• [WHAT YOU HAVE TO DO] Compute the number of lines in the following data that include the word "petal", and output that number alone.

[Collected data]
• • • •

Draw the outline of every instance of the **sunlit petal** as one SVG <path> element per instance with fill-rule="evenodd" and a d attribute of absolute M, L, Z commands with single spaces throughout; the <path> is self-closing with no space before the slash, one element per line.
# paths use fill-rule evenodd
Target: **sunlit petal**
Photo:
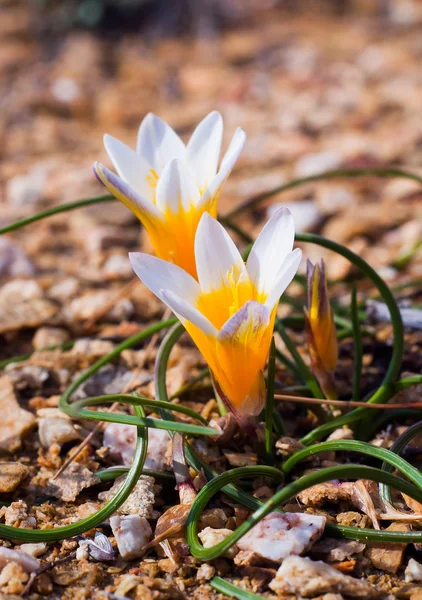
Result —
<path fill-rule="evenodd" d="M 186 158 L 186 146 L 165 121 L 148 113 L 138 132 L 136 151 L 158 174 L 172 158 Z"/>
<path fill-rule="evenodd" d="M 104 146 L 119 176 L 153 202 L 153 190 L 147 179 L 150 167 L 144 158 L 111 135 L 104 136 Z"/>
<path fill-rule="evenodd" d="M 281 208 L 264 225 L 252 247 L 246 267 L 263 301 L 274 288 L 280 265 L 292 251 L 294 237 L 293 215 Z"/>
<path fill-rule="evenodd" d="M 223 119 L 213 111 L 199 123 L 187 145 L 186 160 L 200 190 L 205 190 L 217 173 L 222 140 Z"/>
<path fill-rule="evenodd" d="M 199 191 L 187 167 L 177 158 L 164 168 L 156 190 L 157 206 L 163 214 L 189 211 L 199 201 Z"/>
<path fill-rule="evenodd" d="M 215 376 L 237 408 L 241 408 L 251 391 L 256 392 L 251 388 L 267 359 L 270 321 L 268 308 L 251 300 L 226 322 L 218 335 Z"/>
<path fill-rule="evenodd" d="M 217 175 L 212 179 L 209 183 L 207 189 L 205 190 L 203 197 L 204 200 L 209 198 L 213 198 L 218 196 L 223 187 L 224 182 L 230 175 L 234 165 L 236 164 L 237 159 L 240 156 L 246 142 L 246 133 L 243 129 L 236 129 L 236 132 L 230 142 L 230 146 L 228 147 L 223 160 L 221 162 L 220 170 Z"/>
<path fill-rule="evenodd" d="M 110 194 L 126 204 L 142 221 L 144 221 L 144 217 L 161 219 L 161 213 L 152 202 L 141 196 L 132 186 L 107 167 L 96 162 L 93 169 L 97 179 L 108 189 Z"/>
<path fill-rule="evenodd" d="M 195 237 L 198 280 L 203 293 L 230 285 L 230 277 L 247 277 L 243 259 L 224 227 L 204 213 Z"/>
<path fill-rule="evenodd" d="M 246 142 L 246 133 L 240 127 L 236 129 L 235 134 L 230 142 L 230 146 L 228 147 L 223 160 L 221 162 L 220 170 L 217 175 L 212 179 L 207 189 L 205 190 L 203 197 L 204 201 L 213 198 L 214 196 L 218 196 L 220 190 L 226 181 L 227 177 L 230 175 L 234 165 L 236 164 L 237 159 L 240 156 Z"/>
<path fill-rule="evenodd" d="M 240 412 L 245 415 L 259 415 L 265 406 L 266 391 L 264 374 L 262 371 L 258 371 L 247 396 L 239 406 Z"/>
<path fill-rule="evenodd" d="M 177 265 L 143 252 L 129 252 L 129 260 L 139 279 L 156 296 L 161 298 L 162 290 L 170 290 L 195 305 L 200 288 L 189 273 Z"/>
<path fill-rule="evenodd" d="M 295 248 L 295 250 L 290 252 L 284 259 L 284 262 L 276 275 L 274 287 L 265 301 L 268 310 L 271 311 L 279 301 L 280 296 L 296 275 L 301 260 L 302 250 L 300 248 Z"/>
<path fill-rule="evenodd" d="M 182 321 L 190 321 L 205 335 L 215 337 L 218 334 L 217 329 L 212 323 L 187 300 L 184 300 L 170 290 L 161 290 L 161 298 Z"/>
<path fill-rule="evenodd" d="M 315 368 L 333 372 L 338 360 L 337 332 L 333 311 L 328 299 L 324 262 L 307 263 L 308 277 L 308 345 Z"/>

• • • •

• [PROBLEM SOLUTION] 2